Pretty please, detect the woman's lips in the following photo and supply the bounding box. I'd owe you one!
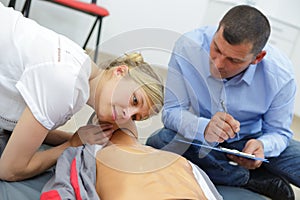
[112,106,117,121]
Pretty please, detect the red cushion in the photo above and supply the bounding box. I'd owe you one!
[49,0,109,16]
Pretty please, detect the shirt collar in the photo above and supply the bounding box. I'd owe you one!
[206,63,257,85]
[240,64,257,85]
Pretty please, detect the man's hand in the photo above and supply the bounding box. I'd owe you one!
[227,139,265,169]
[204,112,240,143]
[69,123,114,147]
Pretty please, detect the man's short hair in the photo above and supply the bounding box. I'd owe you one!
[218,5,271,55]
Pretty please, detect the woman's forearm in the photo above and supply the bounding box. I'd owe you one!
[0,141,71,181]
[44,129,73,146]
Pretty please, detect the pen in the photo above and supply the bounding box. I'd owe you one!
[220,99,240,140]
[220,99,228,113]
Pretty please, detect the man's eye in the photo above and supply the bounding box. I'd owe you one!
[228,58,242,64]
[133,95,138,105]
[214,46,221,54]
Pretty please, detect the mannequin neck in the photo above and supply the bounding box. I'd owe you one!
[109,128,138,146]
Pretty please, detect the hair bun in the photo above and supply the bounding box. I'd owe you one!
[124,52,144,64]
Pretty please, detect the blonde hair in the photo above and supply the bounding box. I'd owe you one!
[106,53,164,116]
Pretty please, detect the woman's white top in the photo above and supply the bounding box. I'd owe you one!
[0,3,91,131]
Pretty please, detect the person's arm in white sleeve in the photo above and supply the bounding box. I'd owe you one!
[0,107,73,181]
[189,161,223,200]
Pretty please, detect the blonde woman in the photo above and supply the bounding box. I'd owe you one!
[0,2,163,190]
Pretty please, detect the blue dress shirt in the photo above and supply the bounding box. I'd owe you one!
[163,26,296,157]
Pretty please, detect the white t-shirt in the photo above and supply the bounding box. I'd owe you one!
[0,3,91,131]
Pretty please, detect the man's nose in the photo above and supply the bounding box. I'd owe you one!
[213,54,226,70]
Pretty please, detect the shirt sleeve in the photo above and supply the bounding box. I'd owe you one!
[258,78,296,157]
[16,62,89,130]
[162,36,211,143]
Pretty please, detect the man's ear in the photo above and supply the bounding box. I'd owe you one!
[113,65,129,76]
[251,50,266,65]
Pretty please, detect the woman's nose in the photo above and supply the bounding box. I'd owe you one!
[122,107,138,120]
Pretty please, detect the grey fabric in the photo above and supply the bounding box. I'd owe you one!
[41,144,99,200]
[216,185,267,200]
[0,129,55,200]
[0,169,55,200]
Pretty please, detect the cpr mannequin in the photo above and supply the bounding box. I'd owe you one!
[41,117,223,200]
[94,122,222,200]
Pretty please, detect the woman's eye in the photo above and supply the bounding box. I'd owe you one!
[132,115,137,120]
[133,95,138,105]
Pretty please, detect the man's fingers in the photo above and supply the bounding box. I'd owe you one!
[216,121,236,139]
[227,154,262,169]
[216,113,238,138]
[219,112,240,133]
[205,112,240,143]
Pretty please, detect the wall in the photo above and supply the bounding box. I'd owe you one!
[1,0,300,115]
[201,0,300,116]
[0,0,210,67]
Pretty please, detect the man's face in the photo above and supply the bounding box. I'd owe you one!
[209,27,256,79]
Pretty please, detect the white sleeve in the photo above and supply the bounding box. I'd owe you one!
[16,62,89,130]
[189,161,223,200]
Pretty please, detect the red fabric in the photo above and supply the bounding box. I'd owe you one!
[40,190,62,200]
[70,158,82,200]
[51,0,109,16]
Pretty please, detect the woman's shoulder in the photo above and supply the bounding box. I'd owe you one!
[16,61,90,130]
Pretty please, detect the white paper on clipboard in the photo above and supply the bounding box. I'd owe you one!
[176,139,269,163]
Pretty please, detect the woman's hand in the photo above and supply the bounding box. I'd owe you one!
[69,123,114,147]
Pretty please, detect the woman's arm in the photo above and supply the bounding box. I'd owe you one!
[44,129,72,146]
[0,107,73,181]
[0,107,115,181]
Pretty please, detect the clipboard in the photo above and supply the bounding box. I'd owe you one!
[176,139,269,163]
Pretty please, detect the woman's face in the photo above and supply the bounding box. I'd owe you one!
[95,66,154,124]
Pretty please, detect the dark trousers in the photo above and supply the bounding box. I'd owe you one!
[146,128,300,187]
[0,129,11,156]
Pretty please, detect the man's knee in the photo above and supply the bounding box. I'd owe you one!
[146,128,176,149]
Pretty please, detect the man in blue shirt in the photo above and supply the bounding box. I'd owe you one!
[146,5,299,200]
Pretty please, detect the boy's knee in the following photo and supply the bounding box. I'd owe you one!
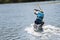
[41,22,44,25]
[43,22,44,24]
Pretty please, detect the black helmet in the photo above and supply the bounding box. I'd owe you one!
[34,9,39,11]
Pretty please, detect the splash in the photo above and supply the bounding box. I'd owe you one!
[25,23,60,38]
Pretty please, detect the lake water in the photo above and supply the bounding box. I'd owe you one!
[0,1,60,40]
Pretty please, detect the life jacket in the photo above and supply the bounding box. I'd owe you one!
[37,12,44,21]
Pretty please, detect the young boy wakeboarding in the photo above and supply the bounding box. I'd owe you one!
[33,9,44,31]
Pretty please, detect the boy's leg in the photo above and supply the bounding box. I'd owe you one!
[34,19,39,29]
[39,22,44,30]
[40,22,44,27]
[33,23,37,29]
[34,19,37,29]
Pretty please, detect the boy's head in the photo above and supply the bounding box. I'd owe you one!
[34,9,39,13]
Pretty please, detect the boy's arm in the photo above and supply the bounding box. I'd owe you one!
[34,12,37,15]
[37,4,44,13]
[34,11,38,15]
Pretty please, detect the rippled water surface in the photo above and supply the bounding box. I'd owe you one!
[0,1,60,40]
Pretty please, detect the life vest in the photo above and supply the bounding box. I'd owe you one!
[37,12,44,21]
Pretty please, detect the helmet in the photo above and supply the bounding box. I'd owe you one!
[34,9,39,11]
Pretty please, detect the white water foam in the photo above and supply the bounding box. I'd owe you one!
[25,23,60,38]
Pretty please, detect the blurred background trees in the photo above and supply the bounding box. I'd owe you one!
[0,0,56,3]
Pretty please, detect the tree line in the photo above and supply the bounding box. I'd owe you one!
[0,0,45,3]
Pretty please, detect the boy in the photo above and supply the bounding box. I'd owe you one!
[34,9,44,31]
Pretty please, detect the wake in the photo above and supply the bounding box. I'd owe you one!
[25,23,60,37]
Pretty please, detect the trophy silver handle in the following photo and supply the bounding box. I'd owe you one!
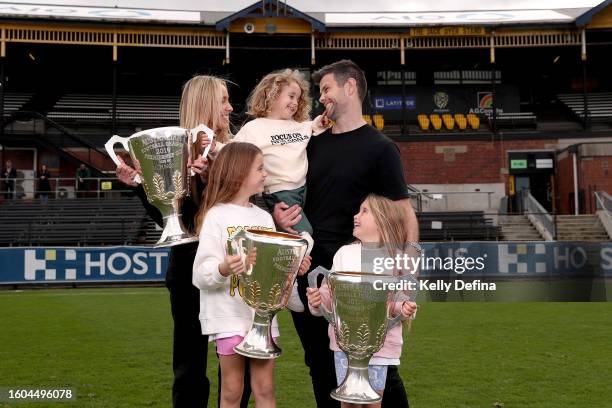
[387,274,417,329]
[307,266,334,325]
[190,124,215,159]
[105,135,141,184]
[227,236,250,275]
[187,124,214,177]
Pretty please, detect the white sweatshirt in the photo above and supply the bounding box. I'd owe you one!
[233,118,317,194]
[192,202,278,339]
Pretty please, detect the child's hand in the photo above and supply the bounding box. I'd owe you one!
[401,301,417,318]
[219,254,244,277]
[312,115,332,135]
[306,287,321,308]
[298,255,311,276]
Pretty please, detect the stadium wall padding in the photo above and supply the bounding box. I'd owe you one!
[1,243,611,285]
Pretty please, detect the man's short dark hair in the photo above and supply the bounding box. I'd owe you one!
[312,59,367,102]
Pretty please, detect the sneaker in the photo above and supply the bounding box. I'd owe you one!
[300,231,314,257]
[286,282,304,312]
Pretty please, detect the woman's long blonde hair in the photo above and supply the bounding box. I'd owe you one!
[195,142,262,233]
[246,68,311,122]
[180,75,230,144]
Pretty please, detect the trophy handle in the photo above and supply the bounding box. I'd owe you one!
[307,266,334,324]
[105,135,141,184]
[387,274,417,329]
[187,124,214,177]
[227,236,249,274]
[190,124,215,158]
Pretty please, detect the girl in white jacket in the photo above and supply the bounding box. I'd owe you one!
[193,142,310,408]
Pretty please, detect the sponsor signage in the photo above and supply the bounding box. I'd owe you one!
[374,96,416,110]
[2,242,610,285]
[0,247,169,284]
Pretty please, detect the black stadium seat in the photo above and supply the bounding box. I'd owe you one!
[0,197,161,246]
[417,211,500,241]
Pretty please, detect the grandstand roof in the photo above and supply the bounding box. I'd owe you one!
[0,0,608,27]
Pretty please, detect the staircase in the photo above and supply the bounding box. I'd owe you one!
[499,215,544,241]
[556,215,610,242]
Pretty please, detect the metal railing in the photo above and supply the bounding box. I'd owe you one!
[408,190,496,212]
[522,190,556,240]
[0,177,133,200]
[594,191,612,240]
[595,191,612,212]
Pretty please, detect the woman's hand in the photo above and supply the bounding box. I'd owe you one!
[298,255,312,276]
[200,136,216,155]
[115,156,139,187]
[306,287,321,308]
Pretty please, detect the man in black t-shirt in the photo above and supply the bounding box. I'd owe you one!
[273,60,419,408]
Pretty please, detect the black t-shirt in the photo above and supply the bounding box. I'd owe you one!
[304,124,409,268]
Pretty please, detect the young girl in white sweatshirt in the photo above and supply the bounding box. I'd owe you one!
[193,142,311,408]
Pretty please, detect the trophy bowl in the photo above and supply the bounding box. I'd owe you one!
[229,228,309,359]
[104,125,213,247]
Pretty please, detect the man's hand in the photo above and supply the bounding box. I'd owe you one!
[272,202,302,234]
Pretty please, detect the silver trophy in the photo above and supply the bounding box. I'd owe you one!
[228,228,309,359]
[105,125,214,247]
[308,267,416,404]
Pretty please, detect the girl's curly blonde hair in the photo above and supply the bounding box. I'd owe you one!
[246,68,311,122]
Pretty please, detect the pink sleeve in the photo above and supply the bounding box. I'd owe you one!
[307,278,332,316]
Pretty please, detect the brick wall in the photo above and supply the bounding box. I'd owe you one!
[396,139,611,214]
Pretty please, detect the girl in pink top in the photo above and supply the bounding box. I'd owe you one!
[306,194,420,408]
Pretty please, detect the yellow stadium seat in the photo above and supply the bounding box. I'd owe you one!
[429,114,442,130]
[454,114,467,130]
[417,114,430,131]
[363,115,372,125]
[442,114,455,130]
[467,113,480,130]
[372,114,384,130]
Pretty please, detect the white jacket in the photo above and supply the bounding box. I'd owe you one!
[193,202,278,338]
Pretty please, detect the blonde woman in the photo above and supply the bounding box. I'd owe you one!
[115,75,242,408]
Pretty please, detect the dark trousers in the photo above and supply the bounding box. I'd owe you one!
[168,284,210,408]
[293,271,410,408]
[168,284,252,408]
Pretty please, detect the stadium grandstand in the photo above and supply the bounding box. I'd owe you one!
[0,0,610,249]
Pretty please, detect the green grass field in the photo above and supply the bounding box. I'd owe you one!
[1,287,611,408]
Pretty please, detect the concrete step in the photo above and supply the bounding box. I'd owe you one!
[502,236,544,240]
[557,236,610,240]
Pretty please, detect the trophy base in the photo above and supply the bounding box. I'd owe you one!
[154,235,198,248]
[154,214,198,247]
[234,314,281,359]
[331,363,382,404]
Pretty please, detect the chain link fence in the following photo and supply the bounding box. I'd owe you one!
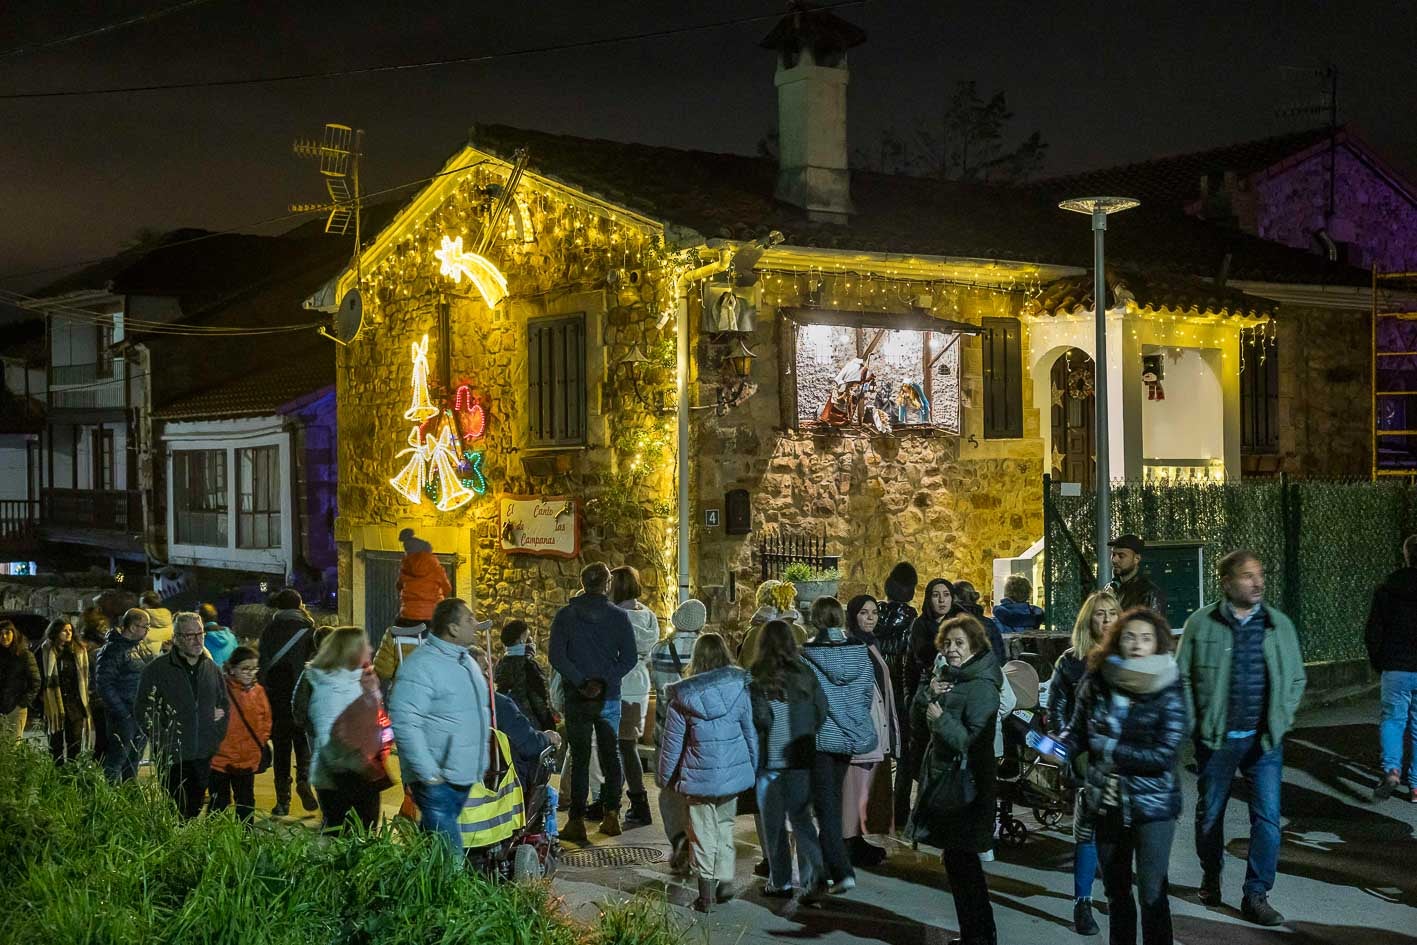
[1044,476,1415,663]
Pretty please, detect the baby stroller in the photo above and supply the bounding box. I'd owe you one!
[463,735,561,882]
[995,660,1074,847]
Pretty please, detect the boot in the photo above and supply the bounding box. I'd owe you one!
[1241,894,1285,927]
[1198,872,1222,906]
[560,817,589,845]
[625,791,653,827]
[1374,769,1400,800]
[272,785,291,818]
[848,835,887,868]
[599,808,623,837]
[1073,899,1099,935]
[693,877,715,913]
[585,800,605,820]
[296,781,319,812]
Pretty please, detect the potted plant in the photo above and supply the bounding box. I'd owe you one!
[781,562,842,611]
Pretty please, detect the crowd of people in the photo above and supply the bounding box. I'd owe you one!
[4,525,1417,945]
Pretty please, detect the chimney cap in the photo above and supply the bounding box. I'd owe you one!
[760,2,866,64]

WHAT YOU SHOULD DO: Write out, exactly as they appear, the lines from the one containing "Pretty please, detect the crowd" through the last line of the records above, both included, and nothing more.

TASK SOLUTION:
Pretty please, detect the crowd of people in the photo above and supply the bounding box. I'd owe you one!
[4,525,1417,945]
Pretty please, detect the chimney cap in the photo above and supply the bounding box. I'd owe you one!
[760,2,866,64]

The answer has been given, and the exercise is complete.